## PROBLEM REQUIREMENTS
Rewrite the entries from the beginning through the line containing "box: [460, 61, 629, 269]", inclusive, substituting "points" for every occurrence of "clicks" and changing nothing else. Omit the pictures from your answer.

## THE INPUT
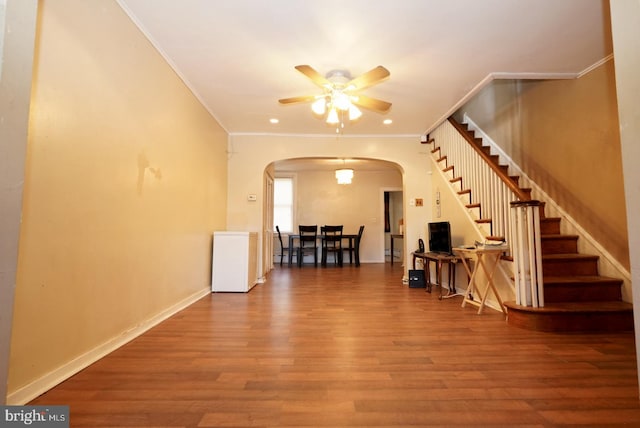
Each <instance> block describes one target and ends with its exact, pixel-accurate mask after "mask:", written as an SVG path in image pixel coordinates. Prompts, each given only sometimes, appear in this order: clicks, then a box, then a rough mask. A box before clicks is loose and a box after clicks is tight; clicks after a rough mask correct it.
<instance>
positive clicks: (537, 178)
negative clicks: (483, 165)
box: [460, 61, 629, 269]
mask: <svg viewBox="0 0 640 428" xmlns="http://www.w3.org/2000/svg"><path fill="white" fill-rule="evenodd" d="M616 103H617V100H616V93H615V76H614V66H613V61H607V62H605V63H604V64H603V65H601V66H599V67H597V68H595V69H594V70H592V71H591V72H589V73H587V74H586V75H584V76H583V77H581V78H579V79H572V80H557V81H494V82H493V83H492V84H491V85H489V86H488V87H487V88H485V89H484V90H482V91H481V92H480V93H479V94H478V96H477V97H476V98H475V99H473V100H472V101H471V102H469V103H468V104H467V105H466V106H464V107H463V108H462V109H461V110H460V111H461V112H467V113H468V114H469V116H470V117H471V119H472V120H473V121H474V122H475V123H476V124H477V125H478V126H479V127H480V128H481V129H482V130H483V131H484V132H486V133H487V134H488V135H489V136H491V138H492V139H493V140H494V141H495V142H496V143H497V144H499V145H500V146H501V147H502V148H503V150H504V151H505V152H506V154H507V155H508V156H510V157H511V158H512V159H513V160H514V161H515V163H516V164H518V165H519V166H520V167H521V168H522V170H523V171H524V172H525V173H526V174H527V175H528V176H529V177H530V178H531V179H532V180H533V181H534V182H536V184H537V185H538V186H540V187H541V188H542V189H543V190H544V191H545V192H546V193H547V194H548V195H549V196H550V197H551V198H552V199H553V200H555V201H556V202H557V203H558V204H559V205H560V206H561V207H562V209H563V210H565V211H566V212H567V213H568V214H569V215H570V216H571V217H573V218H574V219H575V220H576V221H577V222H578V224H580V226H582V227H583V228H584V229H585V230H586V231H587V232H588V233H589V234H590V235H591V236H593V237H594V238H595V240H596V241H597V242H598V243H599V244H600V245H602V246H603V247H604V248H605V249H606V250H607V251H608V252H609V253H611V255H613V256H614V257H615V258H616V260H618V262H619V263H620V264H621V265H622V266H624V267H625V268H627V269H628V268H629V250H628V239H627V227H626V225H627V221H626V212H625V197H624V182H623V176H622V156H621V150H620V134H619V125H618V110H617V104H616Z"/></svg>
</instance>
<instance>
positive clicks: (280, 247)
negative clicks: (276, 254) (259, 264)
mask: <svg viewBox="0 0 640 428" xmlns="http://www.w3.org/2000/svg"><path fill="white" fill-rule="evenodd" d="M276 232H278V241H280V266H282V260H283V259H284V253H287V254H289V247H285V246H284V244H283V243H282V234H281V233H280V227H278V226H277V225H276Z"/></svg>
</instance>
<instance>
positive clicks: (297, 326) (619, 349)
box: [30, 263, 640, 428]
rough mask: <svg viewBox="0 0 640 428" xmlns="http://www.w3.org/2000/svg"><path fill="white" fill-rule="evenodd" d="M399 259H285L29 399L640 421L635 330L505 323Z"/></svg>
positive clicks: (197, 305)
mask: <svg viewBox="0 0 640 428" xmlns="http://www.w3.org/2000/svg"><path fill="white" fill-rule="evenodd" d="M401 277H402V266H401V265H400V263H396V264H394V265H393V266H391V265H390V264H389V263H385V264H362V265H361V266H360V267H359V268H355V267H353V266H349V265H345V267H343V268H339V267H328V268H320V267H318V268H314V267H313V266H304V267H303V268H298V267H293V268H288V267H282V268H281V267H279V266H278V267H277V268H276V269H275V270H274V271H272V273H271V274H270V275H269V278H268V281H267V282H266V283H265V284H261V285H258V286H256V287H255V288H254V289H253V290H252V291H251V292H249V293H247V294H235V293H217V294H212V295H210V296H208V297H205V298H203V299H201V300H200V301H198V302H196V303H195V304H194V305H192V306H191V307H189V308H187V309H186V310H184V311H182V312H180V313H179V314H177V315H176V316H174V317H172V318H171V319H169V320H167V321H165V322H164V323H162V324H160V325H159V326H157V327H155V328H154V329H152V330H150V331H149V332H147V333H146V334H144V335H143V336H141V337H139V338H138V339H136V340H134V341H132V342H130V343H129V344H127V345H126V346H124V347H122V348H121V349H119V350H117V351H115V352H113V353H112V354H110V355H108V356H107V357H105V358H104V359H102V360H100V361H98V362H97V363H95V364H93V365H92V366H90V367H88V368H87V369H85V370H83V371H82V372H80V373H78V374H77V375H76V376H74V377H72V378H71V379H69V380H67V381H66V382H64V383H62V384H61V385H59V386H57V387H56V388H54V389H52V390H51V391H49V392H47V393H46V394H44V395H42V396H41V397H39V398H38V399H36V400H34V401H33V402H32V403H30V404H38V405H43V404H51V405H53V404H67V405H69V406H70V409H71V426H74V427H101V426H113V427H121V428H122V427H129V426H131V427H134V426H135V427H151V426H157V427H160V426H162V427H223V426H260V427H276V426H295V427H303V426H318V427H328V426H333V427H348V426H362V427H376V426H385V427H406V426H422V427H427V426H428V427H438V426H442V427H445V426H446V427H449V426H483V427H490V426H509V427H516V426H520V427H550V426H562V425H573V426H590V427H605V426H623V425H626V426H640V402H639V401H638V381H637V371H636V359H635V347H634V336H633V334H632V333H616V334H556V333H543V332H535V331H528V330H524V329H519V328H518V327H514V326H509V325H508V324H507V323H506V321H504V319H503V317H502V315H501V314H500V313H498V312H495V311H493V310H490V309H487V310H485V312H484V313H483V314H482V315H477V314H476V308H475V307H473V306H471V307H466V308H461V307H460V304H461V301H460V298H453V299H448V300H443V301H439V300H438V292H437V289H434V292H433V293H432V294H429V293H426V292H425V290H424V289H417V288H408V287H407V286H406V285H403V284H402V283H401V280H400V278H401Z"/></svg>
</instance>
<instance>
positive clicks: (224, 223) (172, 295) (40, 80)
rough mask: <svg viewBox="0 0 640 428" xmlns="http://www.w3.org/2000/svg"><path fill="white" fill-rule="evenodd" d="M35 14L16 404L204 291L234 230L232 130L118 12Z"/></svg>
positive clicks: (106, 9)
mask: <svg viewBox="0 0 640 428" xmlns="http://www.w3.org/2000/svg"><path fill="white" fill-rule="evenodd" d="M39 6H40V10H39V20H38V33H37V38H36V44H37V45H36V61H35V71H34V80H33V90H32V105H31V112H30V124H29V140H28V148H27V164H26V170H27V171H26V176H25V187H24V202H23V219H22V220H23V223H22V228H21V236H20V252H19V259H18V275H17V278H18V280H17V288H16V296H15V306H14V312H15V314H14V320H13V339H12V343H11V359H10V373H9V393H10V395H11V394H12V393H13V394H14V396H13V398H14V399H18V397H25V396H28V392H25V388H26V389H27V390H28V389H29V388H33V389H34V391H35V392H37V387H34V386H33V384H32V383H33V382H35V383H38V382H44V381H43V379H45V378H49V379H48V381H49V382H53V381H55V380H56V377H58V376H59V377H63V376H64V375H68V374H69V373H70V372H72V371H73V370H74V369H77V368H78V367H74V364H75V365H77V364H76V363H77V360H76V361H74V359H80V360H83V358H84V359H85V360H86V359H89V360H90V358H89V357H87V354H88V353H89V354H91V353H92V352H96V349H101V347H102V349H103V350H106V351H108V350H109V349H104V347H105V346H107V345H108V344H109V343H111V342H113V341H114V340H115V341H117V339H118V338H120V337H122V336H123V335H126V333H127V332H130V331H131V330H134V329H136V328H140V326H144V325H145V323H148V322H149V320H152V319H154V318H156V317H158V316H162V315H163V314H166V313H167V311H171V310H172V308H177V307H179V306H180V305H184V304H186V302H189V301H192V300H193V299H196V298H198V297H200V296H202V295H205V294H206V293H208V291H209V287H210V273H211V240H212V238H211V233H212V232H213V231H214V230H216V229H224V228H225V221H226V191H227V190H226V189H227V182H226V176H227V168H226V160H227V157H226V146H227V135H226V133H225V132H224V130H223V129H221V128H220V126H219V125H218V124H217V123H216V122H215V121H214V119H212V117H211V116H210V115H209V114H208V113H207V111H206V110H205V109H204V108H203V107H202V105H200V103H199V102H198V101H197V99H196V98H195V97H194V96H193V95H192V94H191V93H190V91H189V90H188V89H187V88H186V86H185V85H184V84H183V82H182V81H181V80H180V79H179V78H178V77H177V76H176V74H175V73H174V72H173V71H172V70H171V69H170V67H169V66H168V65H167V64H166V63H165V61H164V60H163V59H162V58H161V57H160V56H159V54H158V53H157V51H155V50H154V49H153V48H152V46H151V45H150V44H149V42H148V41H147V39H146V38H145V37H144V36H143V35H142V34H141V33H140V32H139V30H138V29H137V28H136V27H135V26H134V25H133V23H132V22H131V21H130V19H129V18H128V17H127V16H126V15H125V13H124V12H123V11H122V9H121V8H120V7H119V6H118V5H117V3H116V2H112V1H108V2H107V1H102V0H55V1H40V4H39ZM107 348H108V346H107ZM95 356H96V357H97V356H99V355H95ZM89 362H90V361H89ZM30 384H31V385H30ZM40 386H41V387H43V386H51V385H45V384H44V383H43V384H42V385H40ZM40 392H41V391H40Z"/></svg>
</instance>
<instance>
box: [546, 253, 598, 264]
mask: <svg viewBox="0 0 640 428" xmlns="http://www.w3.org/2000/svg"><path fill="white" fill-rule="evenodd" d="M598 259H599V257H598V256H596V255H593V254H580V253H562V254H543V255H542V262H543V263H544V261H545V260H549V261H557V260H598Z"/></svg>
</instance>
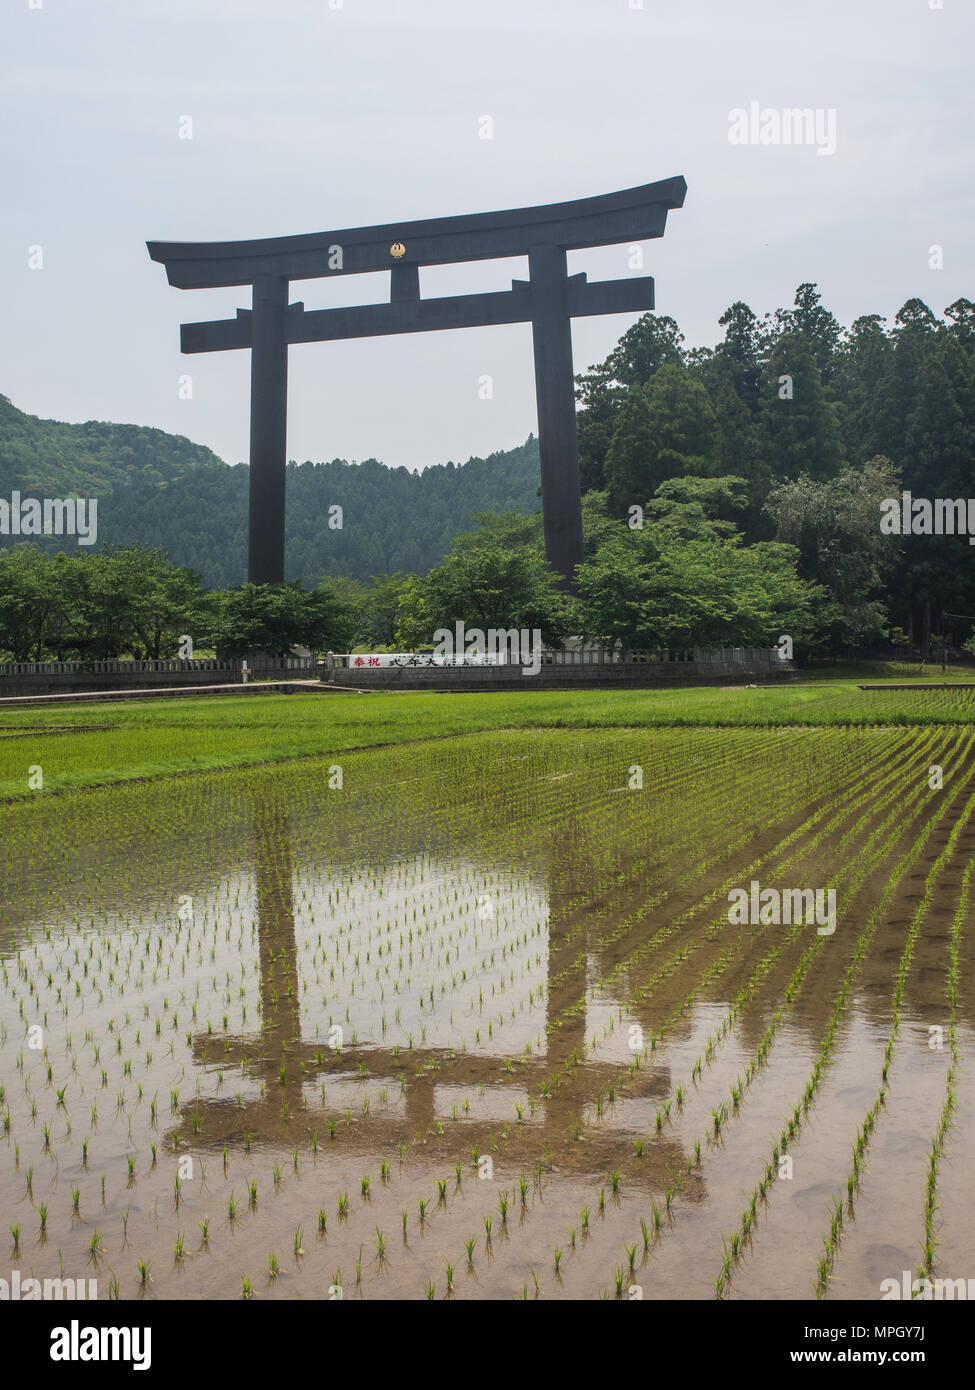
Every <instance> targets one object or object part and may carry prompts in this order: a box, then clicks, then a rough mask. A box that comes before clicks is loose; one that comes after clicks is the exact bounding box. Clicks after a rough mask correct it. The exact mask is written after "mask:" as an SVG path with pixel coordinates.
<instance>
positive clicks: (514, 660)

## SOLUTION FOR THIS PROBLEM
Each <instance> block describes one target and ends with its exact, pixel-accurate mask after "mask:", written as an SVG path in image pixel coordinates. Prompts, each given only sometimes, appear in this order: points, then a box, then a rough mask. A box before points is loose and a box after points is tight; points after a rough mask correct it.
<instance>
positive points: (537, 178)
negative points: (483, 165)
box: [460, 61, 629, 269]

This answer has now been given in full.